*What to produce*.
Recast every line of the listing below as a numbered list, leaving out any blank lines.

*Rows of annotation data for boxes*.
--------------------------------
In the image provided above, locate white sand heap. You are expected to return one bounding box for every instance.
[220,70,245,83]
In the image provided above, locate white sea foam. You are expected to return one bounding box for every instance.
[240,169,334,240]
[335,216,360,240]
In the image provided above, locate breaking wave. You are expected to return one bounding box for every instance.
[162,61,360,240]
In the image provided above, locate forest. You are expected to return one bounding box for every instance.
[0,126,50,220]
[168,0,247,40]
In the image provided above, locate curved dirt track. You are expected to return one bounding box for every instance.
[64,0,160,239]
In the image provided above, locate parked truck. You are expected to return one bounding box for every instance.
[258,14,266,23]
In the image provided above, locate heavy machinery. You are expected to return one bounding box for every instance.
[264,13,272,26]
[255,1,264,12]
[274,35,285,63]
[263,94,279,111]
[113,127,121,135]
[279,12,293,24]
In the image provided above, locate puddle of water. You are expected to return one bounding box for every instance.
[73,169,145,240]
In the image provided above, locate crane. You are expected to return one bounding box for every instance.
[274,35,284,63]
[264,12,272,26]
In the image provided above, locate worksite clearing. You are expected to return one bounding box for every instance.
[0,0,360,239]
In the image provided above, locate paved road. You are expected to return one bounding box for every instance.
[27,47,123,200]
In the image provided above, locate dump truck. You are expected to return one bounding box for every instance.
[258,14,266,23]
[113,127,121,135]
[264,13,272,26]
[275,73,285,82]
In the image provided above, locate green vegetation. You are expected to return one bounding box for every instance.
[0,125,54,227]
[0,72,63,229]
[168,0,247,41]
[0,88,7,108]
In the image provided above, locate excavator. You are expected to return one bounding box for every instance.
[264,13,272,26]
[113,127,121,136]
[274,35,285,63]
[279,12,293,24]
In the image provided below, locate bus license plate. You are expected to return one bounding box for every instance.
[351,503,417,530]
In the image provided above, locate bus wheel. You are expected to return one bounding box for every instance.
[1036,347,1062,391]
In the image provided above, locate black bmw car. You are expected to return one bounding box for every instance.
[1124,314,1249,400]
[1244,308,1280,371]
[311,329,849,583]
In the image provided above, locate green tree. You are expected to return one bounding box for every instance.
--------------------------------
*Full output*.
1. In the image provided above, locate white sand heap. You are expected to return one bounding box for every instance.
2. [220,70,245,83]
3. In the image provided above, locate white sea foam. You are expected to return one bounding box for every instance.
4. [240,169,334,240]
5. [335,216,360,240]
6. In the image provided above, locate breaking wave. You are expected to return one bounding box for every instance.
7. [162,61,360,240]
8. In the image provided above, locate forest. You are expected to return one bounding box for every instance.
9. [0,126,50,220]
10. [168,0,247,40]
11. In the image provided above, locate curved dirt track. You are expected to return one bounding box for every instance.
12. [64,0,160,239]
13. In the image provided above, locate parked truck. You are expected to return one bounding box for every instance.
14. [258,14,266,23]
15. In the image provided above, locate heavy machinery. You are expected to return one bounding box for every instance.
16. [264,13,272,26]
17. [255,1,264,12]
18. [274,35,285,63]
19. [263,94,279,111]
20. [113,127,121,135]
21. [279,12,293,24]
22. In the image provided above, locate puddle of water. You are expected to return one bounding box for every instance.
23. [73,169,145,240]
24. In the image provided above, locate crane. You are expected to return one bounding box for every instance.
25. [274,35,284,63]
26. [264,12,272,26]
27. In the image provided above, locate worksite clearing. You are expected to return one bounding box for every instance.
28. [0,0,360,239]
29. In the image provided above, locate paved road. You are expected to return one bounding box for every instance.
30. [27,47,123,200]
31. In the image provided above, locate dump truck. You are expected to return one bounding box for every instance.
32. [258,14,266,23]
33. [113,127,121,135]
34. [264,13,272,26]
35. [275,73,285,82]
36. In the image provided above, locate green vegetation. You are expected to return one bounding box for every instance.
37. [0,125,54,227]
38. [0,72,63,229]
39. [168,0,247,41]
40. [0,88,7,108]
41. In the image provided above, locate excavator. You are expected to return one bounding box for every instance.
42. [264,13,272,26]
43. [113,127,121,136]
44. [274,35,285,63]
45. [279,12,293,24]
46. In the image provided below, locate bus license plate. You are expected to return one bounding box for every instance.
47. [351,503,417,530]
48. In the image provided above, locate bus wheel. You are expected to return one bounding box for every instance.
49. [1036,347,1062,391]
50. In the image provided above, locate black bmw car. You are expected to return one bounding box for every instance.
51. [1124,314,1249,400]
52. [1244,308,1280,371]
53. [311,329,849,583]
54. In the image provided above, locate green tree. You are expected to return one bounding box for every instance.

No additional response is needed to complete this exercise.